*** Opening DOCUMENT PASSAGE ***
On 28 January 1986, 73 seconds after lift-off, the Space Shuttle Challenger disintegrated in a giant explosion, killing the whole seven-strong crew, costing NASA billions of dollars and setting back the space programme by 10 years. The cause of the disaster was later revealed to be the malfunctioning of one of the rubber O-rings supposed to seal the liquid fuel tank.
The lesson that economists took from the Challenger catastrophe was that complex products (such as a spaceship) are made up of several critical components. In fact, a leading economist (a future Nobel prize winner, no less) developed a whole new theory working out the implications of multi-component goods. These implications turned out to be far from trivial: for example, if workers vary in their skill levels (as they certainly do), then profit maximisation will ensure that high-skill workers will be coupled with high-skill workers, and low-skill workers with low-skill ones: segregation by skill.
*** Closing DOCUMENT PASSAGE ***
*** Opening DATA EXTRACTS ***
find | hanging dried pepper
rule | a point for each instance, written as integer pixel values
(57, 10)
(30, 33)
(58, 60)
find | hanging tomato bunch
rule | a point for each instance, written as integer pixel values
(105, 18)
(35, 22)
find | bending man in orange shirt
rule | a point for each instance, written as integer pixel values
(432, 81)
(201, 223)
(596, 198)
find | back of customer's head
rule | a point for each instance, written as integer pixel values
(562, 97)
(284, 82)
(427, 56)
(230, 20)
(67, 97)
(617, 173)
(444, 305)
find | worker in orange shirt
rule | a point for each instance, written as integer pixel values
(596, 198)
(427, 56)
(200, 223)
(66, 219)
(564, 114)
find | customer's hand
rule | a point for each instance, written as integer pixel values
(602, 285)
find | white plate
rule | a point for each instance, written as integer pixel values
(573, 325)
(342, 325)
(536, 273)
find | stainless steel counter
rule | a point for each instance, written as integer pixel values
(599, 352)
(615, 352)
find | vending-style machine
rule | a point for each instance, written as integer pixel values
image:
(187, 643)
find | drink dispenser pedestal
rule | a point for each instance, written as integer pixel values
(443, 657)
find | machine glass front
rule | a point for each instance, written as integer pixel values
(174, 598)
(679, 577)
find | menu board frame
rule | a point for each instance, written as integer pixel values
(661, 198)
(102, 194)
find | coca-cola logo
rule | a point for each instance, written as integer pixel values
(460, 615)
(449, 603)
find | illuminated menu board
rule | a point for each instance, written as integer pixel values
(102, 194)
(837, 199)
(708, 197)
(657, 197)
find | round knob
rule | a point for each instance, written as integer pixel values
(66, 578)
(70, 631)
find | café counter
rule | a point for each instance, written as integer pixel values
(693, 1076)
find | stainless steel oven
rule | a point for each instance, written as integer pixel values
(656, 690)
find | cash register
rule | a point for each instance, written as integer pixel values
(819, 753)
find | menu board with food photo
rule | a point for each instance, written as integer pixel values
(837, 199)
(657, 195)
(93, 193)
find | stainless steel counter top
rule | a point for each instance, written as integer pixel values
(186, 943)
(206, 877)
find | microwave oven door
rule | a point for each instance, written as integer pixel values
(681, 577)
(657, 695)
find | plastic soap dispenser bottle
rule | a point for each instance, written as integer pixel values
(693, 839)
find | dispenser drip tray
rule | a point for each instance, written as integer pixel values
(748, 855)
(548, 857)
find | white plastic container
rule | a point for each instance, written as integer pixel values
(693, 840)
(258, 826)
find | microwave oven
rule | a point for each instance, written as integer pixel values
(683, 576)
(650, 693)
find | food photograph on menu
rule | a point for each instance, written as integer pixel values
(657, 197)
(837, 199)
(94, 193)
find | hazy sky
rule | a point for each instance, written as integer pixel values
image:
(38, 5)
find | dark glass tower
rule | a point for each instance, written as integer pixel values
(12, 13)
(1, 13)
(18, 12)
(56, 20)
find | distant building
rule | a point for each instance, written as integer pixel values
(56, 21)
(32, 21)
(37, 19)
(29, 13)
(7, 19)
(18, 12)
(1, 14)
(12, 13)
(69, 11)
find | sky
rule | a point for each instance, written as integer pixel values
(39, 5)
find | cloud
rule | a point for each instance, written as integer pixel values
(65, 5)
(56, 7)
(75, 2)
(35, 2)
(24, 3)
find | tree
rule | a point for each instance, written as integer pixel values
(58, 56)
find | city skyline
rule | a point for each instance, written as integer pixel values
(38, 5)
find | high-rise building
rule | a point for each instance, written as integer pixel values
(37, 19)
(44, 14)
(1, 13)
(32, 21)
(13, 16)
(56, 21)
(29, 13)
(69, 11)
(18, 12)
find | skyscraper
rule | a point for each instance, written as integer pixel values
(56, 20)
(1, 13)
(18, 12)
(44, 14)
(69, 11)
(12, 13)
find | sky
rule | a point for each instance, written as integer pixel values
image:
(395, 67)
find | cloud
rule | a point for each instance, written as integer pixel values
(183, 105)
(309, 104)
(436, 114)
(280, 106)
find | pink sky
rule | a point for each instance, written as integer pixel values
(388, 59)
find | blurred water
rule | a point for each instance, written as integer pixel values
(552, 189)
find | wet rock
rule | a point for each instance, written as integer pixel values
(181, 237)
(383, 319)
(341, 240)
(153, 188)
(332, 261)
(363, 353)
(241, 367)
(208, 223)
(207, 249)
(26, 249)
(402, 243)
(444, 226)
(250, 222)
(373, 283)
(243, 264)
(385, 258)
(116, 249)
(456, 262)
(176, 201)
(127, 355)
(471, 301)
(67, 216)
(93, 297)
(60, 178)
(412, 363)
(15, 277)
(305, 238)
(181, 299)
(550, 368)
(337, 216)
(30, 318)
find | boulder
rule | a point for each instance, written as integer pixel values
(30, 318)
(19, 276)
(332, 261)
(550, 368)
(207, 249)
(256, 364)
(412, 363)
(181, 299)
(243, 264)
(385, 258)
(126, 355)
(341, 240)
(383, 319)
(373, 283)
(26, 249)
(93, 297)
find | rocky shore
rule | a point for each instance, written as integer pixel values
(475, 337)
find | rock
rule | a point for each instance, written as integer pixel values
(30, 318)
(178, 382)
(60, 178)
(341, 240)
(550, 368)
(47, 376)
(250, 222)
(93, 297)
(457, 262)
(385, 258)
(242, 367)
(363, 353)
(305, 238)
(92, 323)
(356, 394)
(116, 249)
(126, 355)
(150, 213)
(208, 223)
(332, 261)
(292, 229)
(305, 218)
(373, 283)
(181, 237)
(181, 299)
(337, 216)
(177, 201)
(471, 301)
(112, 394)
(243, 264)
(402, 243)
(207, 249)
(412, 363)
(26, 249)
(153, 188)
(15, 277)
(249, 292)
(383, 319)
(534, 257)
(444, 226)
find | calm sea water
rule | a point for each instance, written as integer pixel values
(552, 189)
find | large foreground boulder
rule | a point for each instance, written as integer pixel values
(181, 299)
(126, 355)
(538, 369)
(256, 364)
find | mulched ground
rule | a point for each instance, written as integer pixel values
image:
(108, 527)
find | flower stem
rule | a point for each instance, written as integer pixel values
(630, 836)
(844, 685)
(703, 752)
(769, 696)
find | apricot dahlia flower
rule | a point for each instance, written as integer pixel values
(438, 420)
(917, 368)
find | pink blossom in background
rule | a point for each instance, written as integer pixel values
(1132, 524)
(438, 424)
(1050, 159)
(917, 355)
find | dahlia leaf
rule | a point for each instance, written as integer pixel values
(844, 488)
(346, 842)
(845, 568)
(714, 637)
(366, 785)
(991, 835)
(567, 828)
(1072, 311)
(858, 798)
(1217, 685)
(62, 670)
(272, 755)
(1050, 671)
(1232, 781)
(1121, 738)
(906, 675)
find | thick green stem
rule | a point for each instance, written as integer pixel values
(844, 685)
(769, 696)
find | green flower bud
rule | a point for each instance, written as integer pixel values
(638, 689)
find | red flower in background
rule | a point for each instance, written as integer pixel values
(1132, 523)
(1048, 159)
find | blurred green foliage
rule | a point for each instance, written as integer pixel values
*** Closing DATA EXTRACTS ***
Copy the passage above about the Challenger disaster in full, word for word.

On 28 January 1986, 73 seconds after lift-off, the Space Shuttle Challenger disintegrated in a giant explosion, killing the whole seven-strong crew, costing NASA billions of dollars and setting back the space programme by 10 years. The cause of the disaster was later revealed to be the malfunctioning of one of the rubber O-rings supposed to seal the liquid fuel tank.
The lesson that economists took from the Challenger catastrophe was that complex products (such as a spaceship) are made up of several critical components. In fact, a leading economist (a future Nobel prize winner, no less) developed a whole new theory working out the implications of multi-component goods. These implications turned out to be far from trivial: for example, if workers vary in their skill levels (as they certainly do), then profit maximisation will ensure that high-skill workers will be coupled with high-skill workers, and low-skill workers with low-skill ones: segregation by skill.